■ What you need to do
Extract every row below and copy each one out with no changes.

___ Raw data ___

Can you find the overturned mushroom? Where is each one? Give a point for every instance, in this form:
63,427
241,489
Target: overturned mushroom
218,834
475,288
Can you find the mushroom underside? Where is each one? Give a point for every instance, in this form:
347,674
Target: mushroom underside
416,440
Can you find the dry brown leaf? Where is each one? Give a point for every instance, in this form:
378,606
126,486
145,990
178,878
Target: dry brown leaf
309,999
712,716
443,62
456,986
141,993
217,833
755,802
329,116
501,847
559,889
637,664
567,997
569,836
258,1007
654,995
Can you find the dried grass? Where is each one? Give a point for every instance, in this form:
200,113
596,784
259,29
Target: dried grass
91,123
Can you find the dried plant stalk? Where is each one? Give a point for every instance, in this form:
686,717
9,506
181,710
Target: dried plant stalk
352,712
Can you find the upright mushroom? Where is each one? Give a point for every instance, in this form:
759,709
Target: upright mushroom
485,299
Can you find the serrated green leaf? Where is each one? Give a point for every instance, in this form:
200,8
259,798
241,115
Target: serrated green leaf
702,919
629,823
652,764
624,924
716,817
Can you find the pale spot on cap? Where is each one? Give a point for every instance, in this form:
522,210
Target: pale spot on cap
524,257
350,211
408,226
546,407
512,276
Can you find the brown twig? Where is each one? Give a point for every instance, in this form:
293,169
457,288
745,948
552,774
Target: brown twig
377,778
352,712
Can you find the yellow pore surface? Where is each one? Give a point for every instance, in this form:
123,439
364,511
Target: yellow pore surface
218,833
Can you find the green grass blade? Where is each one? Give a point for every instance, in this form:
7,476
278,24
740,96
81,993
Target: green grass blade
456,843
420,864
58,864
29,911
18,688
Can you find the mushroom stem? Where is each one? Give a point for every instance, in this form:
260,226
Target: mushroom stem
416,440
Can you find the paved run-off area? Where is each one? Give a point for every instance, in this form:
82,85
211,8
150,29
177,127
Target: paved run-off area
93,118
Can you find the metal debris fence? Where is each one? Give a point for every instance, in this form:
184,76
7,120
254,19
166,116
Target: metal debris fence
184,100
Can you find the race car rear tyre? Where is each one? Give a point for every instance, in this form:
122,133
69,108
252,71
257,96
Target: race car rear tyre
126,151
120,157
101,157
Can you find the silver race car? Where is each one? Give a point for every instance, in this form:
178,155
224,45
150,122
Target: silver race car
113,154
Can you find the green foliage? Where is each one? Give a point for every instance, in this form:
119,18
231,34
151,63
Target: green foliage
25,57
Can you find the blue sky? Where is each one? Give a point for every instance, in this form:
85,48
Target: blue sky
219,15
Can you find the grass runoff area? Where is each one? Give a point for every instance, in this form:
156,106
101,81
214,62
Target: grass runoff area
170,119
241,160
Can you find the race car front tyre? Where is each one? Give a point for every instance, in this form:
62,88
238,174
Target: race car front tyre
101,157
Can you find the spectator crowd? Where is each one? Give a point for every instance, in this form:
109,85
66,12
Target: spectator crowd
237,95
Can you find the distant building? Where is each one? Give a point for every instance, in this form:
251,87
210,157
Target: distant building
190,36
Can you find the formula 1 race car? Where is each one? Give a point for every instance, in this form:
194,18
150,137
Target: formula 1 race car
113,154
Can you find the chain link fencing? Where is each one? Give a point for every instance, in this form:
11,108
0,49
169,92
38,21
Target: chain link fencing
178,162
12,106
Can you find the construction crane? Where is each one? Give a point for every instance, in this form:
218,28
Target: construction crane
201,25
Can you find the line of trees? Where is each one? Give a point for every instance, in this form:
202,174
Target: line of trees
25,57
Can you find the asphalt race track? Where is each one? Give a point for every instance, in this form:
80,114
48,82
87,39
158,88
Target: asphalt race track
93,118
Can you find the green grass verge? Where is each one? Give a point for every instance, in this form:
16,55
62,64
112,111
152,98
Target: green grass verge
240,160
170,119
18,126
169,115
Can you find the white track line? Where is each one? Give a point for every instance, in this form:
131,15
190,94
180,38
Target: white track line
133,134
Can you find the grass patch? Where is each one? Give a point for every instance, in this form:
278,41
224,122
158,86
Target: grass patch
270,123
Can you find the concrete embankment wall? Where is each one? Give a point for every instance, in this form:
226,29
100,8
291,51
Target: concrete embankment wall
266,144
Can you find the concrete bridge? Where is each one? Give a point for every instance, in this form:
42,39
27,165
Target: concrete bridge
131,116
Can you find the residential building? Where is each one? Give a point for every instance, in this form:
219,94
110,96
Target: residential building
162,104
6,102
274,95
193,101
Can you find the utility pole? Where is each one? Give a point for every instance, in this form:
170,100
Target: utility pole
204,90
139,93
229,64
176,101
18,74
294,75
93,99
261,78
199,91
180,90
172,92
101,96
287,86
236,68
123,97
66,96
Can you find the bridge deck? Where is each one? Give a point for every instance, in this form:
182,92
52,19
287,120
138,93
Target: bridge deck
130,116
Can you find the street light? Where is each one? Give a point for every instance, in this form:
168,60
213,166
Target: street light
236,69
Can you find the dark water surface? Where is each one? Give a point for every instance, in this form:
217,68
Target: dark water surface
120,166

___

■ Output of the task
Can you find the overturned mushroom? Where is each one? Give a point for every instance, in this form:
63,427
241,489
Target: overturned mushroom
218,834
475,288
Can you find the mushroom underside? Where is each one? Give a point for every instance, in this form:
347,674
Target: mushroom underside
416,440
Can you find the dry brown leaf? Where is each one? Give a point for every instance, in this form:
378,606
126,486
145,990
178,878
Target: dry brown leaf
309,999
712,716
443,62
456,986
141,993
217,833
755,802
329,116
501,847
559,889
637,664
567,997
569,836
258,1007
654,995
Can you find the dried grass? Where is each one? Give a point for every instance, in this form:
200,113
596,784
259,29
Target: dried grass
91,123
Can you find the dried plant stalk? Where is each one? Give a point for every instance, in this form:
686,717
9,506
181,710
Target: dried plant stalk
352,712
Can you find the upright mushroom? Where is each one? Give a point for every instance, in this form:
759,709
Target: upright mushroom
485,299
Can you find the serrated green leaf? Where is each one? Give a point for every instance, in this form:
200,8
259,798
241,115
Target: serrated green leaf
702,919
629,823
652,764
624,924
716,817
Can you find the pale spot on cap? Where is each one? Give a point for every instance, in this form:
522,210
Target: pale spot on cap
524,257
350,211
408,226
546,407
512,276
Can you find the brown twig? Where is each one? Give a point for every instance, in this form:
293,169
457,288
745,948
552,774
Target: brown twig
377,778
352,712
Can you find the yellow pore surface? Where is each one? Give a point for every instance, in this form:
123,439
364,511
Target: yellow pore surface
218,833
Can you find the green grass blade? Where is each one? Give a point for every instance, in this form:
7,476
278,24
740,96
81,993
Target: green grass blade
456,843
420,864
58,864
29,911
18,688
Can you find the mushroom stem? Where is each one? Give a point for every instance, in this form:
260,226
Target: mushroom stem
416,440
Can you find the paved run-off area? Where is each one? Give a point for every instance, in this form:
82,85
211,8
150,29
177,127
Target: paved run-off area
93,118
Can you find the metal debris fence? Where is each one? Give a point for every instance, in this form:
184,76
7,120
254,19
166,116
Target: metal debris fence
184,100
Can you find the race car rear tyre? Where is each one? Give a point for every instance, in this form:
122,133
69,108
252,71
257,96
Target: race car rear tyre
126,151
120,157
101,157
Can you find the silver race car? Where is each one? Give a point for every instance, in this form:
178,155
224,45
150,122
Target: silver race car
113,154
Can you find the green foliage? Where is each one? Give a point for every instance, in this form:
119,18
231,34
151,63
Target: green foliage
25,57
Can you find the blue sky? Where is each one? Give a point for every instance, in this form:
85,48
Target: blue sky
219,15
Can you find the grass runoff area? Where is each one? Give a point for every instance, in this form:
156,106
101,81
214,62
Target: grass runoff area
170,119
241,160
Can you find the race car front tyre? Where is each one? Give a point for every instance, in this form:
62,88
238,174
Target: race car front tyre
101,157
Can you find the spectator crowd? Where is each one? Give a point for every instance, in this form:
109,85
66,12
Target: spectator crowd
237,95
Can you find the distant building? Where is each one? Give a point for every instance, in this form:
251,87
210,157
Target: distant building
190,36
Can you find the formula 1 race car? Where is each one? Give a point for every instance, in this form:
194,18
150,137
Target: formula 1 race car
113,154
Can you find the chain link fencing? Where is each one? Give a point for every instance, in this form:
11,108
0,49
169,92
38,21
Target: chain link fencing
178,162
12,106
Can you find the construction crane? Where is each one? Give a point for every instance, in this form:
218,28
Target: construction crane
201,25
Can you find the line of trees? Where is each one? Give a point for every instance, in this form:
202,174
Target: line of trees
25,57
Can you find the asphalt race track? Where is each one? Give a point for every instance, in this form:
80,114
48,82
87,39
158,88
Target: asphalt race track
93,118
Can you find the green grass verge? Where is each one? Give a point for every instance, in this form:
16,55
62,64
112,111
152,98
Target: green grass verge
240,160
170,119
18,126
169,115
Can you find the white track line? Where is each one? Give a point for every instance, in this form:
131,15
190,94
180,38
Target: white track line
133,134
Can you find the grass patch? Where is each one? Give a point for every instance, in this form:
278,41
224,122
158,86
Target: grass patch
270,123
Can you find the concrete embankment wall? Where is each one? Give a point for every instance, in this form:
226,29
100,8
291,51
Target: concrete embankment wall
266,144
Can you find the concrete bridge? Where is each one? Give a point for every instance, in this form:
42,39
27,165
Target: concrete bridge
131,116
Can you find the residential building? Where is each one? Give a point for every instance, in this form:
219,94
110,96
Target: residential building
162,104
6,102
274,95
193,101
Can you find the utility pole? Where is each one? Give a point for every instance, in this form:
170,100
Target: utility pole
204,90
139,93
229,64
176,101
18,74
294,75
93,99
261,78
199,91
180,90
172,92
101,96
287,86
236,68
123,97
66,96
Can you find the bridge deck? Where is each one? Give a point for every instance, in this form:
182,92
52,19
287,120
138,93
Target: bridge deck
130,116
Can you find the street light? Where is each one? Give a point for every instance, in this form:
168,60
213,166
Target: street light
236,69
Can you find the dark water surface? Where is each one? Give a point for every instance, in this form:
217,68
Target: dark water surface
120,166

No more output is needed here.